● **PROBLEM**:
Every line containing the string "tree" should be returned from the records.

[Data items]
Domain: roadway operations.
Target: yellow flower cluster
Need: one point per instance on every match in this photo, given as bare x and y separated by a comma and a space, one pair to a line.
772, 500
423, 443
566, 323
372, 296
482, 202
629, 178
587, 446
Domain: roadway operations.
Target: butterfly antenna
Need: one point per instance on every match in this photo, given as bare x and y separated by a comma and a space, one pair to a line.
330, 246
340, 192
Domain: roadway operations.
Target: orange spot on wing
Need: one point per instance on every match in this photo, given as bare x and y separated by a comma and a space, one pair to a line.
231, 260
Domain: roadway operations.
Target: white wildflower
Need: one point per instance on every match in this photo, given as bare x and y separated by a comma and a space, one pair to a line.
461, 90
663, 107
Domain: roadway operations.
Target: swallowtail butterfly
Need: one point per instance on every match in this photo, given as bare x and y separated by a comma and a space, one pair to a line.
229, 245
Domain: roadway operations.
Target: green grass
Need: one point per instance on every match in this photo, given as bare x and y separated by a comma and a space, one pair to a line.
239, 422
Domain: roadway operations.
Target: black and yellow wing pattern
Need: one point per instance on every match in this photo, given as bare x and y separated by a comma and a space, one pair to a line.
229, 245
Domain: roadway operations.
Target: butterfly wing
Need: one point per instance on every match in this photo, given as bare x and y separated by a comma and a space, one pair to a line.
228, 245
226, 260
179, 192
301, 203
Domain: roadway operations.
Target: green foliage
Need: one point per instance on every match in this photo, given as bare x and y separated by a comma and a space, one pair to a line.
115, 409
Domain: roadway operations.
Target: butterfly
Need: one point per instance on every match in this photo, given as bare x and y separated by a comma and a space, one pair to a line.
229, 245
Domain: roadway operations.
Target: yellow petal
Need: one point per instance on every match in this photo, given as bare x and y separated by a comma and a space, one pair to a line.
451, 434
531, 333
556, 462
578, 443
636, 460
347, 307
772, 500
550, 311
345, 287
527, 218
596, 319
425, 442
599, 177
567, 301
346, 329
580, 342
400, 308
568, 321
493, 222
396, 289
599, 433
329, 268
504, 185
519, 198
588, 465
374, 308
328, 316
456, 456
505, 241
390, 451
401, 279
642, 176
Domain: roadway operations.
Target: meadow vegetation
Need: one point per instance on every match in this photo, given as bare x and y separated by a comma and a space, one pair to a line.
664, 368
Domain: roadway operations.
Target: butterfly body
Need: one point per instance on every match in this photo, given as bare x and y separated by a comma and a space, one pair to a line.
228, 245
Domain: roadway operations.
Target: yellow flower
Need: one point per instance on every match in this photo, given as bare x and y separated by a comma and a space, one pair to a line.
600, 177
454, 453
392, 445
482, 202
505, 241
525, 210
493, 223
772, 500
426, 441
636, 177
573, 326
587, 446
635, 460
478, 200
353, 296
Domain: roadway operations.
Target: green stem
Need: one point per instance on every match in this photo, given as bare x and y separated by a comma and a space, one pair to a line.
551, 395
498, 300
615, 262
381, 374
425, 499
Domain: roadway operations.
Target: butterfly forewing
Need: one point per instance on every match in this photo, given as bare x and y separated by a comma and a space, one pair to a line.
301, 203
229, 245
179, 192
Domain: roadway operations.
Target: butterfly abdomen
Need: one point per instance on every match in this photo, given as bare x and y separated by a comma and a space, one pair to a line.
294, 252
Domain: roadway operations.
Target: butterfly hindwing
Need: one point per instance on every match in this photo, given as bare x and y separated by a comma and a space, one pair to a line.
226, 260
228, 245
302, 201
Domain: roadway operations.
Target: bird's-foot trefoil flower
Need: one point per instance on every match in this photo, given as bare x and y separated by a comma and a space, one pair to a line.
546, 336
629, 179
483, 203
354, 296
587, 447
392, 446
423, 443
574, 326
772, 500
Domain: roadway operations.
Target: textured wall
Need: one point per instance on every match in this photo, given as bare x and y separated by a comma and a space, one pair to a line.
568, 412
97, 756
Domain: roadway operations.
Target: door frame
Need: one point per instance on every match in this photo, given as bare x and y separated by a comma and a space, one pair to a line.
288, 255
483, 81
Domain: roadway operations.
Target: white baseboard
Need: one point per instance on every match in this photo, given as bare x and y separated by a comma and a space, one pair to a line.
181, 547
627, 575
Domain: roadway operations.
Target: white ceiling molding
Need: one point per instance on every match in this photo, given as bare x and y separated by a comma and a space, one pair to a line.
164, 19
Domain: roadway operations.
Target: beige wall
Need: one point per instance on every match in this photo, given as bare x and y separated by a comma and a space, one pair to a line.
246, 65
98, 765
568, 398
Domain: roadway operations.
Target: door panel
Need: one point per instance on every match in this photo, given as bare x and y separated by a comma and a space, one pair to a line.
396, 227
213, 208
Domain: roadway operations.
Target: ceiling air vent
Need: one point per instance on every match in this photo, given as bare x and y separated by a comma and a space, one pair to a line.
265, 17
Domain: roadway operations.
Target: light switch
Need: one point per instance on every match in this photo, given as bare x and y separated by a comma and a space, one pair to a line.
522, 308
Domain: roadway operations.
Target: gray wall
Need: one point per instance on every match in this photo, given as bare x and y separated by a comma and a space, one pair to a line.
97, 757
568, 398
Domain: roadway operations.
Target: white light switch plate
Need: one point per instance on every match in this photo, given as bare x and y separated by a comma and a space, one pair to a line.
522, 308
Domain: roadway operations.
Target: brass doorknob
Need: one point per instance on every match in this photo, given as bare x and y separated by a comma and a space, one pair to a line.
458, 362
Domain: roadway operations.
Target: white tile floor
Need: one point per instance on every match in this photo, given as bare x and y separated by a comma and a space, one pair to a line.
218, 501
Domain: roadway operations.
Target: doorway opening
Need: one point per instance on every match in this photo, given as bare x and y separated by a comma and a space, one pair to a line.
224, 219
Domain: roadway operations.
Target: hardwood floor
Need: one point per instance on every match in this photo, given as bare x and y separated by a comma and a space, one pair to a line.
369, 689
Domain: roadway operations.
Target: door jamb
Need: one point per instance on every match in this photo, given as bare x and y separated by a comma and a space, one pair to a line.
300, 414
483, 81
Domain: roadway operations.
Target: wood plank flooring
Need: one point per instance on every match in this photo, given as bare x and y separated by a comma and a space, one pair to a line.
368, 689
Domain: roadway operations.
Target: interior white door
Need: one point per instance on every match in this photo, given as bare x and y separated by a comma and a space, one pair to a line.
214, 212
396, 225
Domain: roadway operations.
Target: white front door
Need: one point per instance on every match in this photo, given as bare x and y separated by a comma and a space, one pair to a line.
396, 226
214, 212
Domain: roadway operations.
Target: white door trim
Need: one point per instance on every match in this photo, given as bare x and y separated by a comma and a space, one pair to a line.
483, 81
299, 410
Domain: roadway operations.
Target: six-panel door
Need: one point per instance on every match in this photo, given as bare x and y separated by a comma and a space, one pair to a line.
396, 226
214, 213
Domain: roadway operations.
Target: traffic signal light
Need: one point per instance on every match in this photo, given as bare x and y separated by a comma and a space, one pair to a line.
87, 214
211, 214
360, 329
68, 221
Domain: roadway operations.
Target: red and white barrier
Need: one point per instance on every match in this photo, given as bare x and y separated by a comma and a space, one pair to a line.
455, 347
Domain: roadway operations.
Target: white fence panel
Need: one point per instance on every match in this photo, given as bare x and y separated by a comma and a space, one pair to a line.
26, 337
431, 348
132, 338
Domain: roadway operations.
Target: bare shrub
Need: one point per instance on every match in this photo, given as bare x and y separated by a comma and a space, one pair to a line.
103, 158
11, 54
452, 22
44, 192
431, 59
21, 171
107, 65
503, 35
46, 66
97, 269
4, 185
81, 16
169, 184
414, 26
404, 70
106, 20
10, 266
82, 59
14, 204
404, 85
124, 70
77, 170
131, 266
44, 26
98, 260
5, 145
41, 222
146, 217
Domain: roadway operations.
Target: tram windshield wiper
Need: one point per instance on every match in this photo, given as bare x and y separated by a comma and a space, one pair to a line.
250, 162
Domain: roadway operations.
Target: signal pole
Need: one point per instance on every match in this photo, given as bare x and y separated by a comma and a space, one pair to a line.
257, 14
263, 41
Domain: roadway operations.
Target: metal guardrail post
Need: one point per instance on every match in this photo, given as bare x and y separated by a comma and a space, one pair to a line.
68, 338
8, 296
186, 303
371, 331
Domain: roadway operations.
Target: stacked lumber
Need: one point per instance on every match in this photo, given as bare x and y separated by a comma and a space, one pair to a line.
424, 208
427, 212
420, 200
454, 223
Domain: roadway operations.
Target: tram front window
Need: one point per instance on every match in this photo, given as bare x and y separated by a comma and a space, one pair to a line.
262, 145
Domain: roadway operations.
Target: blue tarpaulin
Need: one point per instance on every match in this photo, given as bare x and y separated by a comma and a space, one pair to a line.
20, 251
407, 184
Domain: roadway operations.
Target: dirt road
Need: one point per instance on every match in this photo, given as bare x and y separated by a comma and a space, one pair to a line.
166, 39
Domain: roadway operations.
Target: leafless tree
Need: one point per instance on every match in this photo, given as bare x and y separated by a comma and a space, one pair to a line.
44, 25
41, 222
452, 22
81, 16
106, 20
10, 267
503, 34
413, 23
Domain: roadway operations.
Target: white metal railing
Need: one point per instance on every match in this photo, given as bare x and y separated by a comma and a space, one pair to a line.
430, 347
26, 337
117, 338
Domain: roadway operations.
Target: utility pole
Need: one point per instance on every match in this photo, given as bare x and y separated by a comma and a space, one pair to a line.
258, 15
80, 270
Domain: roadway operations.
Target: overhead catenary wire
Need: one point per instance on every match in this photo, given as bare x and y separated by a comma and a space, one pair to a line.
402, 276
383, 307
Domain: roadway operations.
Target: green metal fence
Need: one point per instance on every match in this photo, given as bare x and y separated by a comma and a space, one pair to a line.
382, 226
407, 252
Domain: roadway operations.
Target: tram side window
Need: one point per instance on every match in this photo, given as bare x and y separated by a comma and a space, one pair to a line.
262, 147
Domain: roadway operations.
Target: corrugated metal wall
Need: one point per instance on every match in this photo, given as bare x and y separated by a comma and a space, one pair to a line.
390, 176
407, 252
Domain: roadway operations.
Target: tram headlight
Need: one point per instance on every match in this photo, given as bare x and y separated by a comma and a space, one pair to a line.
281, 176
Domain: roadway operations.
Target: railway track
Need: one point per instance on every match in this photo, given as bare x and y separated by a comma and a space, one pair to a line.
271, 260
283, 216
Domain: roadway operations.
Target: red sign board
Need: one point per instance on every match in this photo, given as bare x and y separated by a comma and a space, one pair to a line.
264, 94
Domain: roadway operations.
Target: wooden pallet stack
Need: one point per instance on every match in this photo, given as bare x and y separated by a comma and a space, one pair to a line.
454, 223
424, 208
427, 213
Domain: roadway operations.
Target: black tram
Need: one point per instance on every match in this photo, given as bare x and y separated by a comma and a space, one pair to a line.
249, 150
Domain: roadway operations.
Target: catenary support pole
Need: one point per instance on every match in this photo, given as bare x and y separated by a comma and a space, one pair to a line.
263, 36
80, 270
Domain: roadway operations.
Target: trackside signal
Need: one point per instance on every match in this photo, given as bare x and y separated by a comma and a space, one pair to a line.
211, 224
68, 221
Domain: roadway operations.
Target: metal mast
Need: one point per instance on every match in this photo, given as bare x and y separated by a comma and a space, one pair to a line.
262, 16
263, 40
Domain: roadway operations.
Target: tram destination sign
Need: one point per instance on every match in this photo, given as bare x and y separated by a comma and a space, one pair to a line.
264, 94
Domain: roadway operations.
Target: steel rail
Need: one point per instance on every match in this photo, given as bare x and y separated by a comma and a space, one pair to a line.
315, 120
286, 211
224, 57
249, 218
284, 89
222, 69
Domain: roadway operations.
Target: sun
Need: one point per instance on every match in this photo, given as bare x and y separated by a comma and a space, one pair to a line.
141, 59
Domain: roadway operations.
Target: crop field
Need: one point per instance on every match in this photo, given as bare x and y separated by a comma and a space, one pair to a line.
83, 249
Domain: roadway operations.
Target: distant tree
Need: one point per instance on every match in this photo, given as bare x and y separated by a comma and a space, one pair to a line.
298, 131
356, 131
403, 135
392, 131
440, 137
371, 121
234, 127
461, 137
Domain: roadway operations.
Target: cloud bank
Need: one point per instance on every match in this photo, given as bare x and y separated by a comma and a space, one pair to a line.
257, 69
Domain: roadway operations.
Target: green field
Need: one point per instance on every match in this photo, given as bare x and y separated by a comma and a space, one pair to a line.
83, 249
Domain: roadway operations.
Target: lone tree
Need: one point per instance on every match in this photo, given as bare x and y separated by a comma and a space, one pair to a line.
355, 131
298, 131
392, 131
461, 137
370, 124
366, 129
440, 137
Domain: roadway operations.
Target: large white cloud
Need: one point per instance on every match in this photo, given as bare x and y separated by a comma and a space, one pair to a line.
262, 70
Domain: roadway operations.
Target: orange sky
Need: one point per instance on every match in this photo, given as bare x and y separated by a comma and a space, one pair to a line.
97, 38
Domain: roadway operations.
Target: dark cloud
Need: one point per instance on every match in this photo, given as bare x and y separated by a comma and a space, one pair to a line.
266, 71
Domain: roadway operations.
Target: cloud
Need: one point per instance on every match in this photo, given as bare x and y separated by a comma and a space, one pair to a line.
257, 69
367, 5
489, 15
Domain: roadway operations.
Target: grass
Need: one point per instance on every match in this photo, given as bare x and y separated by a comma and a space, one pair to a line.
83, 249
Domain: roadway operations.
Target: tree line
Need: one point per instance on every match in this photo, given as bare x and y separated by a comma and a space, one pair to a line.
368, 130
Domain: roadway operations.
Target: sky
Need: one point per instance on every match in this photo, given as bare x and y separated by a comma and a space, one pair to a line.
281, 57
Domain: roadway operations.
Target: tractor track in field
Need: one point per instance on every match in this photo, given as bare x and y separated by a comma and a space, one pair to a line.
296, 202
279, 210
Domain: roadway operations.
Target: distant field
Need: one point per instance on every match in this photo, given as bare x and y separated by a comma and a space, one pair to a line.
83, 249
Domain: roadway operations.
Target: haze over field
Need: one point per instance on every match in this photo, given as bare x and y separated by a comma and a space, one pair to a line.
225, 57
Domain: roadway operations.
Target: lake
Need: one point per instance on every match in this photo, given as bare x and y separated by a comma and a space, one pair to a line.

● **OUTPUT FOR THIS TASK**:
Target: leafless tree
Target: distant tree
Target: lone tree
Target: tree line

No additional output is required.